*PROBLEM DETAILS*
Answer these questions from the blog post below, one answer per line:
(a) Which quote does the writer find relevant for work as a teacher?
(b) What three "toolboxes" does Berger write of?
(c) How had Berger's students learned sign language?

*QUOTED PASSAGE*
..........
Thursday, December 17, 2009

"I'm Done!"

I enjoy a good quote, a succinct reminder to keep my mind in the right place. One I find relevant for my work as a teacher is "No great thing is created suddenly. "

I read a book last year that impacted my thinking a great deal. The book was An Ethic of Excellence by Ron Berger. Berger writes of three "toolboxes" for bringing out the best in students: a school culture of excellence, work of excellence and teaching of excellence.
One story he told that really stuck in my mind was the story of when he took some of his students to speak about their work to some teachers at another school. It was a school for the deaf, and Berger's students addressed the teachers using sign language; they had learned it as part of a unit of study on deaf culture (this, in itself, impressed me). One of the teachers asked the students about doing so many drafts and putting in so much effort on each project. "Don't you complain about having to work so hard and do so many drafts to complete your work?"
The students, having always been at a school where excellence is the norm, where work is important and meaningful, did not really understand the question. Why complain about the way things are?
It would be like asking students at another type of school, "Why don't you complain about doing so many worksheets? Don't you want to have an authentic audience, to do meaningful, high quality work?" These students probably would be as baffled by this type of question as those girls were baffled by the question of why they put in so much work and effort on their projects.
..........
*SUPPLIED RECORDS*
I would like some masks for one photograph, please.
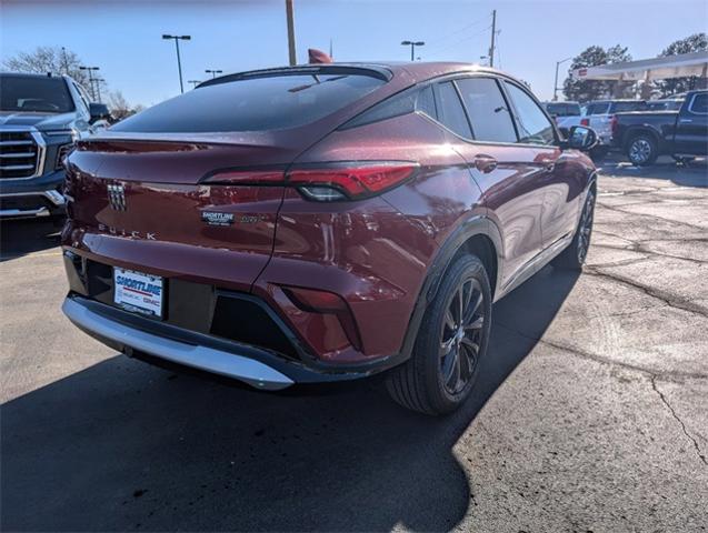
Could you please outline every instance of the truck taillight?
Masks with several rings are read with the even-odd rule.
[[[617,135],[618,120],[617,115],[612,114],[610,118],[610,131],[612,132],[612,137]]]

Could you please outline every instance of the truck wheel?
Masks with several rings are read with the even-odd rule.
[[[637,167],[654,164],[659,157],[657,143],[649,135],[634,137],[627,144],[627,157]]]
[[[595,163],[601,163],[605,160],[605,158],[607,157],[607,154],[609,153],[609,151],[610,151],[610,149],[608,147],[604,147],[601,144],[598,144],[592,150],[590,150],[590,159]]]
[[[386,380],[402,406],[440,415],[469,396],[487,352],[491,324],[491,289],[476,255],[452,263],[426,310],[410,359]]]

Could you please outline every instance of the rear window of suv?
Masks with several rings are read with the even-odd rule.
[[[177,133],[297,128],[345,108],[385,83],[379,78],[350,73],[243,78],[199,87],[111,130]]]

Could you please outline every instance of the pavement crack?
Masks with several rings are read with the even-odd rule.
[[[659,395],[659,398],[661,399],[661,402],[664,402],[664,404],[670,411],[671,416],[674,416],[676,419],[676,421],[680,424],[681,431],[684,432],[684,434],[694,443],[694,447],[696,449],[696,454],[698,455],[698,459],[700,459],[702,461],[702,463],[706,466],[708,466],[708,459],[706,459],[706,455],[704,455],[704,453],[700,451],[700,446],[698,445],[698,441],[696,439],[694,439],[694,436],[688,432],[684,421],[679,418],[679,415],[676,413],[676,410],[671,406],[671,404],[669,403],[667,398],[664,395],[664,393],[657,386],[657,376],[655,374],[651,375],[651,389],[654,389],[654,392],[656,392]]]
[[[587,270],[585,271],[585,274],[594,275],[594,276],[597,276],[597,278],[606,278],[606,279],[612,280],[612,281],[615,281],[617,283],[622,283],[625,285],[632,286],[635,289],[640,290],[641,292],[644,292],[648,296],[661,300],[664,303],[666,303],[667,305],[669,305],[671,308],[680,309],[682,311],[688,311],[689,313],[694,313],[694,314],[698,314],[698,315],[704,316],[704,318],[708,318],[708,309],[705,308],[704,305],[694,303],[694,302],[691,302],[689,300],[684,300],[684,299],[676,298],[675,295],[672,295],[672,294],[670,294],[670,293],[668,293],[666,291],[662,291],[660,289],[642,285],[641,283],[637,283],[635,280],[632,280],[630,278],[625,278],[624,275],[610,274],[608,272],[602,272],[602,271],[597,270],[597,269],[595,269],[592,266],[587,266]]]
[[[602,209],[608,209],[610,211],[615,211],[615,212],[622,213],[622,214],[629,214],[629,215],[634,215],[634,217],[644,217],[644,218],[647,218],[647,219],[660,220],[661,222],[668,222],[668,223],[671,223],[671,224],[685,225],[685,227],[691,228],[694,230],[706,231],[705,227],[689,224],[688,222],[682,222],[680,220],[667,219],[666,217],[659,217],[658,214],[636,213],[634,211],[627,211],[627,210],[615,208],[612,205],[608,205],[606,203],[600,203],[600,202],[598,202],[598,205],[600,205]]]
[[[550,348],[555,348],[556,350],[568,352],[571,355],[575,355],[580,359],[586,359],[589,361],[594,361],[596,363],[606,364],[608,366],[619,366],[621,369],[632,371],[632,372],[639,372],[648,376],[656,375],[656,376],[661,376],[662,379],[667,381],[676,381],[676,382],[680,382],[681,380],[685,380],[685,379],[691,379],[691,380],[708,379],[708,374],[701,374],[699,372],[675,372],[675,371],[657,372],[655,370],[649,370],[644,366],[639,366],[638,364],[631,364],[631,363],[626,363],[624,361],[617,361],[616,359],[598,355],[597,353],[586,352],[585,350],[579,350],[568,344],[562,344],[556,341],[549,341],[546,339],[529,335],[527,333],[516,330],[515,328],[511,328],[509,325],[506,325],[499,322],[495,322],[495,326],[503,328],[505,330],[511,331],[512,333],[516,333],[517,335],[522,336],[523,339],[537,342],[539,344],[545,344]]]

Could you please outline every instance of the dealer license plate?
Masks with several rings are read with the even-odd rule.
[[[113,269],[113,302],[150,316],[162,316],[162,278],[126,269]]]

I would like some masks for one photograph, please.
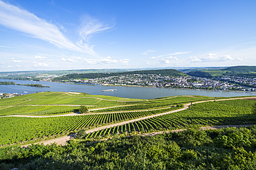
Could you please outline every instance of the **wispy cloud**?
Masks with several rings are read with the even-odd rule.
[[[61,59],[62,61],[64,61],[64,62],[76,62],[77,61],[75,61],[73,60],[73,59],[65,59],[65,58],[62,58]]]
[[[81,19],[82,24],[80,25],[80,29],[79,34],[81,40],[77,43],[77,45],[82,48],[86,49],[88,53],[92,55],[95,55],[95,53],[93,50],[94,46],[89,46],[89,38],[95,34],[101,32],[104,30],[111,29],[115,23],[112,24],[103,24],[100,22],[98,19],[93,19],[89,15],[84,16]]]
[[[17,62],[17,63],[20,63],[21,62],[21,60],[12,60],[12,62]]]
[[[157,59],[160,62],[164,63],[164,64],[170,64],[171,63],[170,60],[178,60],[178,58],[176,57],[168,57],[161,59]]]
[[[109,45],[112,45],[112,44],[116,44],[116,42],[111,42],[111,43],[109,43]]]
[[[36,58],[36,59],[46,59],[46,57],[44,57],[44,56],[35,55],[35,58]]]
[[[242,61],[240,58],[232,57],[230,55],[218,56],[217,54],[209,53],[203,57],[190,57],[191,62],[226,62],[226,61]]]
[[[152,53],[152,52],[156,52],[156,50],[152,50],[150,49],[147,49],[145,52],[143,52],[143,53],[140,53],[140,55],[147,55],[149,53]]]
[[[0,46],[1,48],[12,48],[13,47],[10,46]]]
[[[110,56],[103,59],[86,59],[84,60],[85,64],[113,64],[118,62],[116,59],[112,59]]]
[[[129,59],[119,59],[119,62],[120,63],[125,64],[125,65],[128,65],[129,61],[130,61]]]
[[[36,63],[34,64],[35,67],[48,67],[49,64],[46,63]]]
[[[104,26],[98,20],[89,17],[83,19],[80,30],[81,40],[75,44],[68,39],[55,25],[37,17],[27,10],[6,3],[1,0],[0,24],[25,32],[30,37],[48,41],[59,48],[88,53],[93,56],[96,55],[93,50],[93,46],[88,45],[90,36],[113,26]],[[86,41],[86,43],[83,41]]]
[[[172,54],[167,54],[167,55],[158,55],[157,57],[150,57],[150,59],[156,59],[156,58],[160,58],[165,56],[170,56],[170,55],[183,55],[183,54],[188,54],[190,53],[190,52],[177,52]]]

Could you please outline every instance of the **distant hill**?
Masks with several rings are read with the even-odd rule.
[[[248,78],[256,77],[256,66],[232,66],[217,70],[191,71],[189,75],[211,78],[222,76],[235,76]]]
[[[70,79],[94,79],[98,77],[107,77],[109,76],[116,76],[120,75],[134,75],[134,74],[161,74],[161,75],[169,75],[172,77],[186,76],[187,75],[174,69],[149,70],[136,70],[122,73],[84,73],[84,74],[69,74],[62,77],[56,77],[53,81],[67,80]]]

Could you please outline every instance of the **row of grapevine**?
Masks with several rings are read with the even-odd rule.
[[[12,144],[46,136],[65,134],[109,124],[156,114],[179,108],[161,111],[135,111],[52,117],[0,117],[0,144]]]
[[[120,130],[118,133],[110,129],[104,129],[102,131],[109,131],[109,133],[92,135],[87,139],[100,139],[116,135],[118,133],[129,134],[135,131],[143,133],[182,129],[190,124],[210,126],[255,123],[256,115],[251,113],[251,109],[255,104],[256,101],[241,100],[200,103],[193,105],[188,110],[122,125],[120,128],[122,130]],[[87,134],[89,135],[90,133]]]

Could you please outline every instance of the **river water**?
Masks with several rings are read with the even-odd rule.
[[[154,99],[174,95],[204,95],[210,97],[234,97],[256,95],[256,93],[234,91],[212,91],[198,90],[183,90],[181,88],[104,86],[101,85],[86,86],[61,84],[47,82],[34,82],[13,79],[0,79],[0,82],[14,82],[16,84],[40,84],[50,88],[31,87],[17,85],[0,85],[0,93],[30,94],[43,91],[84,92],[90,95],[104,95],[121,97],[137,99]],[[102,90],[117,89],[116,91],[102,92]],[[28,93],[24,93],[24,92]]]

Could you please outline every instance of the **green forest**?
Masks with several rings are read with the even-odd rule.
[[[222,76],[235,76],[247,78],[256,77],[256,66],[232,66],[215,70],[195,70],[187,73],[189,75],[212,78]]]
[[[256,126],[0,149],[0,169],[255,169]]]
..........
*WRITTEN SOLUTION*
(a) "No great thing is created suddenly."
(b) A school culture of excellence, work of excellence and teaching of excellence.
(c) They had learned it as part of a unit of study on deaf culture.